### [Data to use]
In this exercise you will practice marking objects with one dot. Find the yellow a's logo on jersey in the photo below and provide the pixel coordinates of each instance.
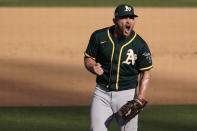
(131, 57)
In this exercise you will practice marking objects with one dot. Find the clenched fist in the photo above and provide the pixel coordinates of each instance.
(98, 69)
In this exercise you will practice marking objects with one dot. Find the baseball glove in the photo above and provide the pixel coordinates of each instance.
(131, 109)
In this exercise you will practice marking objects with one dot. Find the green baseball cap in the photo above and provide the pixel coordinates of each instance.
(124, 10)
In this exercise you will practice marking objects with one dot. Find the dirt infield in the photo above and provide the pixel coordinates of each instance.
(41, 54)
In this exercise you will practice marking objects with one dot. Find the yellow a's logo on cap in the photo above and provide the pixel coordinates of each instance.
(127, 8)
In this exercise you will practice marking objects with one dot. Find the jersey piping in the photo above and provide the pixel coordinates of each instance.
(118, 70)
(113, 46)
(146, 68)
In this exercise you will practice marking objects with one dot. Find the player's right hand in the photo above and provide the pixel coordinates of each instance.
(98, 69)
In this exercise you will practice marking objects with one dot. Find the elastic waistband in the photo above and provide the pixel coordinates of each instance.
(108, 89)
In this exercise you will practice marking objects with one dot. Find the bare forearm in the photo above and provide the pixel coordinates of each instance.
(144, 84)
(92, 66)
(89, 63)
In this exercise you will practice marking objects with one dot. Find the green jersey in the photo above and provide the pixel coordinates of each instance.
(122, 61)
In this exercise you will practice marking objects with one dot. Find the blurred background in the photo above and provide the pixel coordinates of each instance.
(42, 45)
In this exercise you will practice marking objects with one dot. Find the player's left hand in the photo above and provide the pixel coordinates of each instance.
(131, 109)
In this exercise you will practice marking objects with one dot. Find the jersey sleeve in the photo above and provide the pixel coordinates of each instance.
(92, 47)
(144, 58)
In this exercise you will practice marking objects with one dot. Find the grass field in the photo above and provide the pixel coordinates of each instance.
(153, 118)
(162, 3)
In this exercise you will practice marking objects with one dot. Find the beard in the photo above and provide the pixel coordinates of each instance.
(124, 30)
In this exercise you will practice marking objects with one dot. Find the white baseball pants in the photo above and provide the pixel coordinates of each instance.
(105, 103)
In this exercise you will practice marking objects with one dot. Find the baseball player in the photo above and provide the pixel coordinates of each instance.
(117, 55)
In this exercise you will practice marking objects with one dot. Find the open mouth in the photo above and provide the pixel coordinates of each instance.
(127, 27)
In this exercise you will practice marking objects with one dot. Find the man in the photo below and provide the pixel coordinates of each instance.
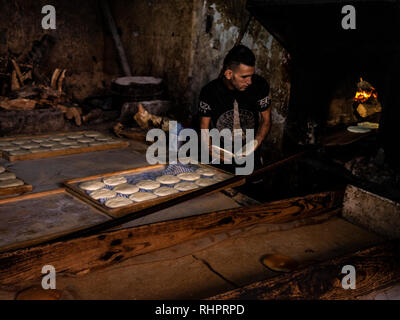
(238, 87)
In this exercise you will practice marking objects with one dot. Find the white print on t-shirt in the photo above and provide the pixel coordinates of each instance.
(265, 102)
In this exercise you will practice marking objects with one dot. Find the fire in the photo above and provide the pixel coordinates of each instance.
(363, 96)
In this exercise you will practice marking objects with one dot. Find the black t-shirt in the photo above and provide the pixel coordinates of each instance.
(217, 102)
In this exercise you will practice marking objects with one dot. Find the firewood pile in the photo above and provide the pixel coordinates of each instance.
(24, 87)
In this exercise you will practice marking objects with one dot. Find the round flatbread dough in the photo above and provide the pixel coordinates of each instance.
(186, 186)
(92, 185)
(68, 143)
(118, 202)
(21, 142)
(114, 181)
(75, 136)
(30, 146)
(126, 189)
(5, 144)
(247, 149)
(48, 144)
(85, 140)
(189, 176)
(143, 196)
(11, 183)
(92, 134)
(148, 184)
(101, 138)
(204, 182)
(168, 179)
(7, 176)
(165, 191)
(206, 172)
(103, 194)
(95, 144)
(356, 129)
(19, 152)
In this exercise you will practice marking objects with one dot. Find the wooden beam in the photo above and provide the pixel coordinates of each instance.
(88, 253)
(377, 268)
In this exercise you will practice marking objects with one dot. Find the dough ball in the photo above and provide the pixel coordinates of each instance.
(21, 142)
(48, 144)
(148, 184)
(168, 179)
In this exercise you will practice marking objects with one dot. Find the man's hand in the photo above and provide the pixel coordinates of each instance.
(265, 126)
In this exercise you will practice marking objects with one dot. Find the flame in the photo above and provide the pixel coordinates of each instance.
(363, 96)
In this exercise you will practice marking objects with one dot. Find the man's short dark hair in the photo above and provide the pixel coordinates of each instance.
(237, 55)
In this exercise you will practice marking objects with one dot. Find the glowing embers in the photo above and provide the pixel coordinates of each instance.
(367, 99)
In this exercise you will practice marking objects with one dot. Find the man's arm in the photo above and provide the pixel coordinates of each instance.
(265, 126)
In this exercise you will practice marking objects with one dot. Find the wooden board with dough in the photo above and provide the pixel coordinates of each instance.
(34, 218)
(159, 186)
(54, 145)
(10, 184)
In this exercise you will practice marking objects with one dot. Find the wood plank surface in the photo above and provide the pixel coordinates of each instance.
(16, 190)
(376, 268)
(57, 153)
(73, 188)
(101, 250)
(35, 218)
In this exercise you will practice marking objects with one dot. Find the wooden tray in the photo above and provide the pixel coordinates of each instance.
(55, 153)
(15, 190)
(31, 219)
(73, 187)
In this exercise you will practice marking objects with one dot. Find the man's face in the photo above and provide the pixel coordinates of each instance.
(240, 77)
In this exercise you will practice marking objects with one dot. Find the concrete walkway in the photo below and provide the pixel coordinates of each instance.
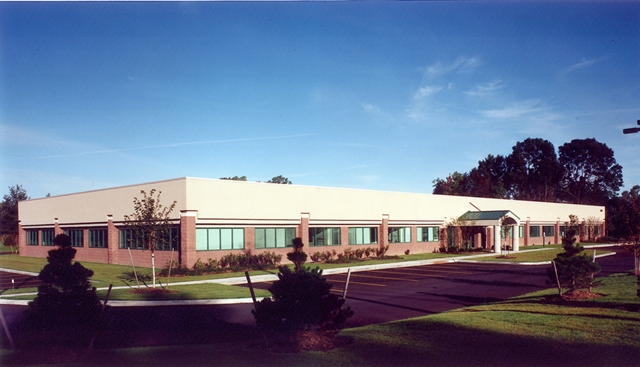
(272, 277)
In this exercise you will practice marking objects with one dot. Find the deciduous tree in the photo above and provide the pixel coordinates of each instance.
(591, 173)
(534, 171)
(9, 211)
(150, 224)
(280, 180)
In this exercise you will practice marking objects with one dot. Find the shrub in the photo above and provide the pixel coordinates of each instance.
(575, 269)
(65, 301)
(297, 256)
(230, 262)
(302, 300)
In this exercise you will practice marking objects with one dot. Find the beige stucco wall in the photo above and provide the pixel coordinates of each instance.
(94, 206)
(252, 200)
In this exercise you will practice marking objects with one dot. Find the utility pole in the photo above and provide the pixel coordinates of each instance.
(632, 130)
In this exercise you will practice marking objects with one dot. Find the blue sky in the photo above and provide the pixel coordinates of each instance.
(384, 96)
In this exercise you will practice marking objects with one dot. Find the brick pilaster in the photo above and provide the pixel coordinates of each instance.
(188, 237)
(384, 231)
(112, 241)
(303, 228)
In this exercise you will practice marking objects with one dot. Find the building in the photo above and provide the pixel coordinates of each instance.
(213, 218)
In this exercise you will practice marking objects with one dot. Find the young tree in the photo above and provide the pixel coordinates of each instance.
(235, 178)
(591, 223)
(280, 180)
(466, 228)
(9, 211)
(150, 224)
(65, 301)
(574, 268)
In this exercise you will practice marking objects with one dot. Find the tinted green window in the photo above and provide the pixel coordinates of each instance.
(363, 235)
(428, 234)
(534, 231)
(47, 237)
(208, 239)
(399, 234)
(32, 238)
(274, 237)
(76, 237)
(324, 236)
(98, 238)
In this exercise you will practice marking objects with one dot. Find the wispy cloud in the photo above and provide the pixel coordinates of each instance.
(369, 108)
(460, 65)
(516, 110)
(485, 89)
(425, 91)
(584, 63)
(172, 145)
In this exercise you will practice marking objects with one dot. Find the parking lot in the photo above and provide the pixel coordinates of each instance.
(391, 294)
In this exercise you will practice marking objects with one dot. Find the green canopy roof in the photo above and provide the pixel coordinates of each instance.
(489, 217)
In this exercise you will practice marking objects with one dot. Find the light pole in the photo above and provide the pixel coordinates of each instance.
(632, 130)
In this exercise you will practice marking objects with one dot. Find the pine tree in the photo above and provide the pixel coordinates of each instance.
(575, 269)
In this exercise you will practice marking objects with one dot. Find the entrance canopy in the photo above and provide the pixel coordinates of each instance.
(491, 218)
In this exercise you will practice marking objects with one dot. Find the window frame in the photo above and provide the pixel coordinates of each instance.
(334, 237)
(363, 236)
(98, 241)
(47, 236)
(433, 234)
(273, 237)
(535, 229)
(75, 235)
(402, 234)
(220, 239)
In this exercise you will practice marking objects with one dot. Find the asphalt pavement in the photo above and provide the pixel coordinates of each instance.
(376, 294)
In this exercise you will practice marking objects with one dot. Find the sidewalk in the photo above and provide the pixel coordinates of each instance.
(272, 277)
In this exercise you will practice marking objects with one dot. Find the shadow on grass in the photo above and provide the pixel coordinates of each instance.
(442, 344)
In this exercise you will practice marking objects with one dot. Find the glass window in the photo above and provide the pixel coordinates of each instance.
(428, 234)
(32, 238)
(563, 230)
(76, 237)
(98, 238)
(363, 235)
(47, 237)
(324, 236)
(534, 231)
(503, 231)
(399, 234)
(126, 239)
(211, 239)
(274, 237)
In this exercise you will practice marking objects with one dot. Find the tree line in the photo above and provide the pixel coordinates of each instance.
(584, 171)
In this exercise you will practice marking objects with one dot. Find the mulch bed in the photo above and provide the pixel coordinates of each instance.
(305, 341)
(578, 295)
(151, 291)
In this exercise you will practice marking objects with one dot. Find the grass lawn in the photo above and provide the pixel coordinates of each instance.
(531, 330)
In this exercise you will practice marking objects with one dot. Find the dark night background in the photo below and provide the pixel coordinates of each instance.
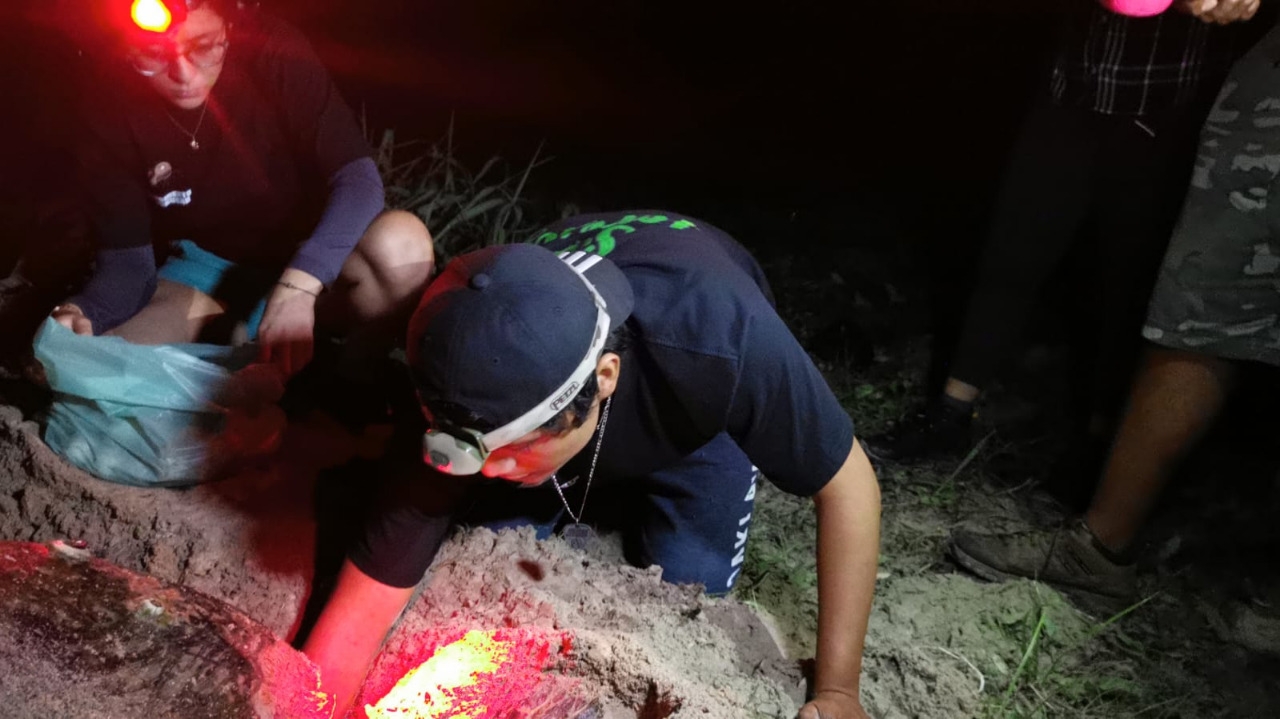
(739, 113)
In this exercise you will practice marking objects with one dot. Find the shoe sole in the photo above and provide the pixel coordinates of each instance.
(979, 568)
(1093, 601)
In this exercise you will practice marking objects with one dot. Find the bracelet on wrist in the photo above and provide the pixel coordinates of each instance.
(300, 288)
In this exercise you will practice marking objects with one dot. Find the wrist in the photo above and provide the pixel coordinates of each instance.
(298, 289)
(300, 280)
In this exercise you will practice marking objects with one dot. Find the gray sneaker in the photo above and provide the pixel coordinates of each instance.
(1066, 558)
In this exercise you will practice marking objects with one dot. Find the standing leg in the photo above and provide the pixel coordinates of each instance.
(1045, 197)
(1175, 398)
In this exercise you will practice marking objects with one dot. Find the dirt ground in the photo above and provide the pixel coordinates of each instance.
(940, 644)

### [Problem description]
Each line from the one containing "Find the bracelet" to the end of the listing above should be copied exactly, and nothing else.

### [Solution for this exercise]
In this exercise you will practice marking objects with one dot. Find the bracelet on wrist in the photo above and provide the pixel coordinates of each instance.
(300, 288)
In this exercise you will practice marking objects with one dot. Find the wrist in the photo above and provide the pixel coordinates of each instance.
(298, 289)
(300, 280)
In this exercise you will practice marking objects with one dot. Find the gray sneaker in the photo above and provide the pixel coordinates of each instance.
(1066, 558)
In this exercise you will practice marking objects with one dot. Find the standing leg in the photo above and provide the pixel coordinates of each instance.
(1045, 197)
(1175, 398)
In this exercise you will practice marking objects with one dot. Find the dirt ground in the photo above and provide the pixel coordinates of each instance.
(940, 644)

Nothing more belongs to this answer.